Work instructions -> Omit the images. Copy each entry word for word.

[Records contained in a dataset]

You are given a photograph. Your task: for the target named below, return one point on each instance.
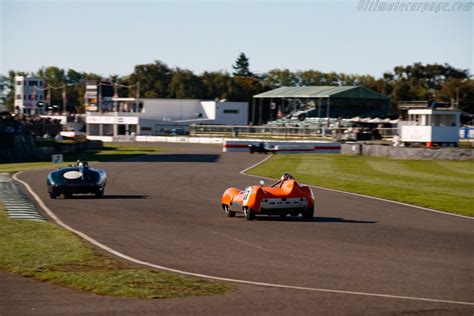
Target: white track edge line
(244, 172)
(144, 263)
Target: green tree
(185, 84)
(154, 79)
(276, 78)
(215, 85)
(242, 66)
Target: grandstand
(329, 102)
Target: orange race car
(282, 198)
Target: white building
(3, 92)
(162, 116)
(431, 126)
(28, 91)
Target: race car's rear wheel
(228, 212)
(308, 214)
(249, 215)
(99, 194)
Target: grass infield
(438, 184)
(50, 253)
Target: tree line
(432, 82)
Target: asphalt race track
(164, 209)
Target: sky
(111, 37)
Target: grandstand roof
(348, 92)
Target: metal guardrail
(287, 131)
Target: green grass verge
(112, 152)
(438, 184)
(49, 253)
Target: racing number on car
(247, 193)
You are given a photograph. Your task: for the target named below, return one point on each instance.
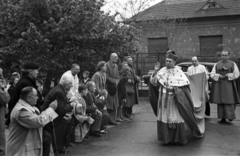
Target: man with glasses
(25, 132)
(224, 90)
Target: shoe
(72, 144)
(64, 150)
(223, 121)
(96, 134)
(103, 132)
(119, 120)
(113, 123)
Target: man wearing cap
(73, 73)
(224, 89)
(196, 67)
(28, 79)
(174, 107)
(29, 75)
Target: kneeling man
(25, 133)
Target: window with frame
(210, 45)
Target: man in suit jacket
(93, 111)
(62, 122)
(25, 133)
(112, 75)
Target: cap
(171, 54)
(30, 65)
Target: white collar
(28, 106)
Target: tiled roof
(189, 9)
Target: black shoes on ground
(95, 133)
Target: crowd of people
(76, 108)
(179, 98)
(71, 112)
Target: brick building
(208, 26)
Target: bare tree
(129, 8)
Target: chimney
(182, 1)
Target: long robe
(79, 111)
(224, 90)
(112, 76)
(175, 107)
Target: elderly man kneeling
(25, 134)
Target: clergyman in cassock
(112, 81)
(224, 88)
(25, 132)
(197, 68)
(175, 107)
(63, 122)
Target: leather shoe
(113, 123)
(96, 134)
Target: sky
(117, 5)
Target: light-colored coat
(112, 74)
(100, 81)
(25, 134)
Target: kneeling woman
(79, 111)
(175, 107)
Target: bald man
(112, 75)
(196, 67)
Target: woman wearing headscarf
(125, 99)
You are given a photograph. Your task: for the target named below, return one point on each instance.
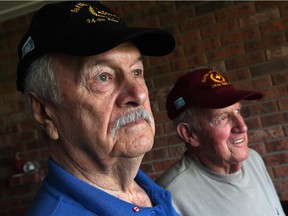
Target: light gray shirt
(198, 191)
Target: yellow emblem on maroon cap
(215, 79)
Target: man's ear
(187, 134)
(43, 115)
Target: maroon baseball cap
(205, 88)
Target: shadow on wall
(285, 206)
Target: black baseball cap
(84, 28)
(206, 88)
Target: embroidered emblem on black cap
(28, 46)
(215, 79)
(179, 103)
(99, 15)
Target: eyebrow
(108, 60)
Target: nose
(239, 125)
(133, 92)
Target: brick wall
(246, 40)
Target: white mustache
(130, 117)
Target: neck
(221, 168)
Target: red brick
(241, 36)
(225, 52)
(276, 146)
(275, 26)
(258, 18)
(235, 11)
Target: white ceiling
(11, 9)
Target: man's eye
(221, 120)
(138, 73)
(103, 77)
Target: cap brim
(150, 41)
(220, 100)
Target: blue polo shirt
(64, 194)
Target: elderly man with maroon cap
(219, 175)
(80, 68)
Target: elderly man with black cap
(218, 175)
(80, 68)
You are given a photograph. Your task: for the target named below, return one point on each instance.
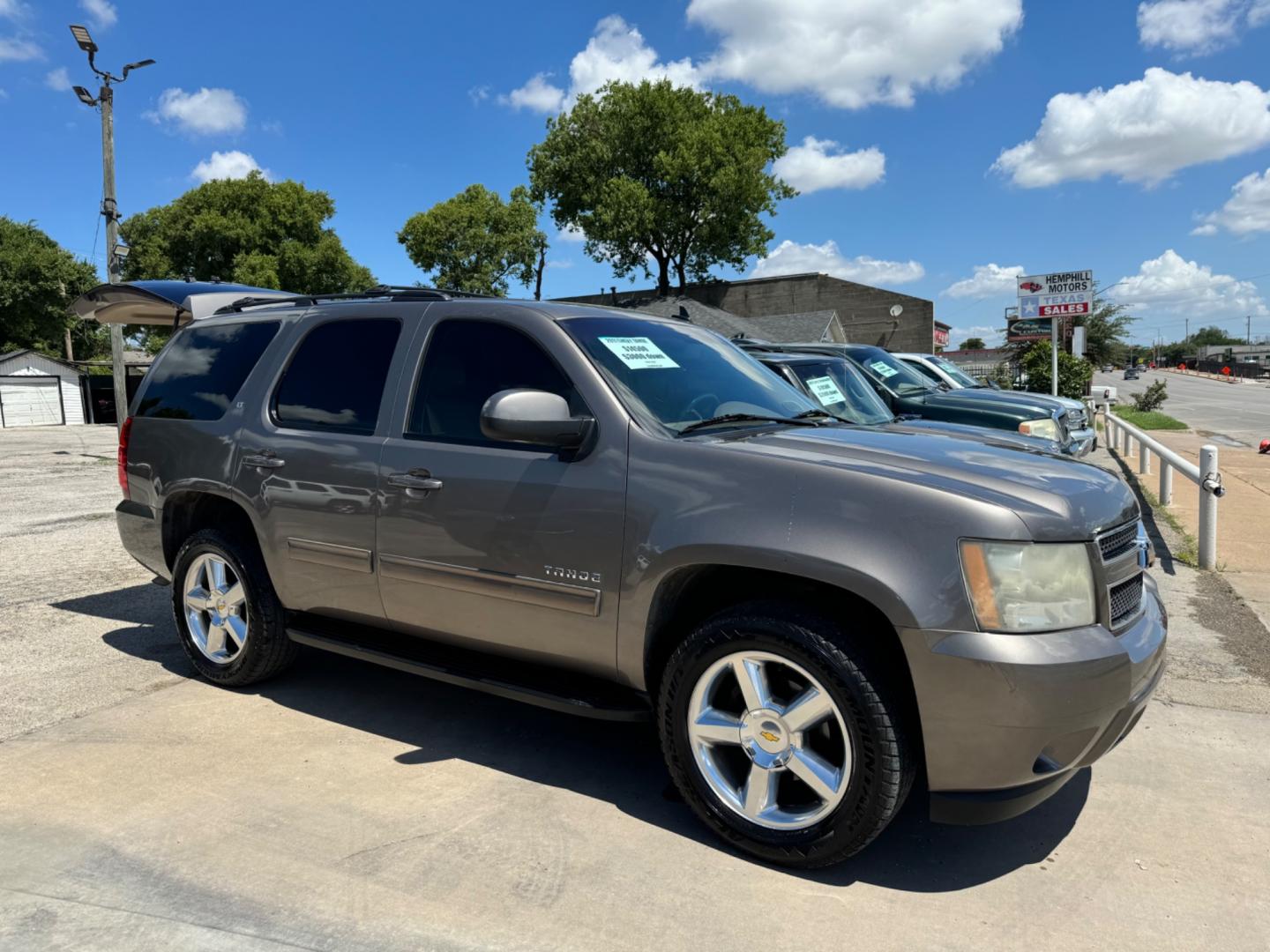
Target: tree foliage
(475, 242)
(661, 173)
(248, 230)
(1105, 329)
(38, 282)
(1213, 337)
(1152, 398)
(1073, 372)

Output ->
You are given a photograph. Your task: for the target named below, return one point on each instance.
Target: white track edge line
(244, 172)
(144, 263)
Target: green tree
(185, 84)
(154, 79)
(276, 78)
(215, 85)
(242, 66)
Target: grandstand
(329, 102)
Target: orange race car
(282, 198)
Target: white building
(3, 92)
(162, 116)
(431, 126)
(28, 91)
Target: race car's rear wheel
(228, 212)
(308, 214)
(249, 215)
(99, 194)
Target: grass infield
(438, 184)
(50, 253)
Target: tree line
(432, 82)
Target: asphalt race track
(164, 209)
Target: sky
(111, 37)
Target: grandstand roof
(348, 92)
Target: metal guardrail
(287, 131)
Target: green grass verge
(112, 152)
(438, 184)
(49, 253)
Target: racing number on car
(247, 193)
You are given a photograph. Your task: for the target named below, return one point on each instance.
Target: man with glasses
(25, 132)
(224, 90)
Target: shoe
(72, 144)
(64, 150)
(223, 121)
(96, 134)
(103, 132)
(119, 120)
(113, 123)
Target: man wearing cap
(73, 73)
(224, 89)
(196, 67)
(28, 79)
(174, 107)
(29, 75)
Target: kneeling man
(25, 133)
Target: window with frame
(210, 45)
Target: man in suit jacket
(93, 111)
(62, 122)
(25, 133)
(112, 75)
Target: cap
(171, 54)
(30, 65)
Target: white collar
(28, 106)
Target: tiled roof
(189, 9)
Target: black shoes on ground
(95, 133)
Target: crowd of people
(76, 108)
(179, 98)
(71, 112)
Target: brick building
(208, 26)
Target: bare tree
(129, 8)
Target: chimney
(182, 1)
Target: long robe
(79, 111)
(224, 90)
(112, 76)
(175, 107)
Target: elderly man kneeling
(25, 134)
Target: clergyman in cassock
(112, 81)
(224, 88)
(25, 132)
(197, 68)
(175, 107)
(63, 122)
Target: leather shoe
(113, 123)
(96, 134)
Target: sky
(117, 5)
Target: light-colored coat
(112, 74)
(100, 81)
(25, 134)
Target: kneeling woman
(79, 111)
(175, 107)
Target: bald man
(112, 75)
(196, 67)
Target: woman wearing headscarf
(125, 99)
You are given a photograph. Your task: for the target named below, return one point on each instance.
Target: light gray shirt
(198, 191)
Target: yellow emblem on maroon cap
(215, 79)
Target: man's ear
(187, 134)
(43, 115)
Target: maroon baseball cap
(205, 88)
Target: shadow on wall
(285, 206)
Target: black baseball cap
(84, 28)
(206, 88)
Target: embroidered emblem on black cap
(28, 46)
(215, 79)
(179, 103)
(99, 15)
Target: eyebrow
(108, 60)
Target: nose
(239, 125)
(133, 92)
Target: brick wall
(246, 40)
Target: white mustache
(130, 117)
Target: neck
(221, 168)
Target: red brick
(241, 36)
(225, 52)
(276, 146)
(275, 26)
(258, 18)
(235, 11)
Target: white ceiling
(11, 9)
Target: man's eye
(221, 120)
(138, 73)
(103, 77)
Target: cap brim
(150, 41)
(220, 100)
Target: blue polo shirt
(64, 194)
Target: elderly man with maroon cap
(219, 175)
(80, 68)
Target: elderly man with black cap
(218, 175)
(80, 68)
You are given a photograph. Your task: for the target named below, return one point on each instance.
Target: tree foliage
(475, 242)
(661, 173)
(248, 230)
(1105, 329)
(38, 282)
(1213, 337)
(1152, 398)
(1073, 372)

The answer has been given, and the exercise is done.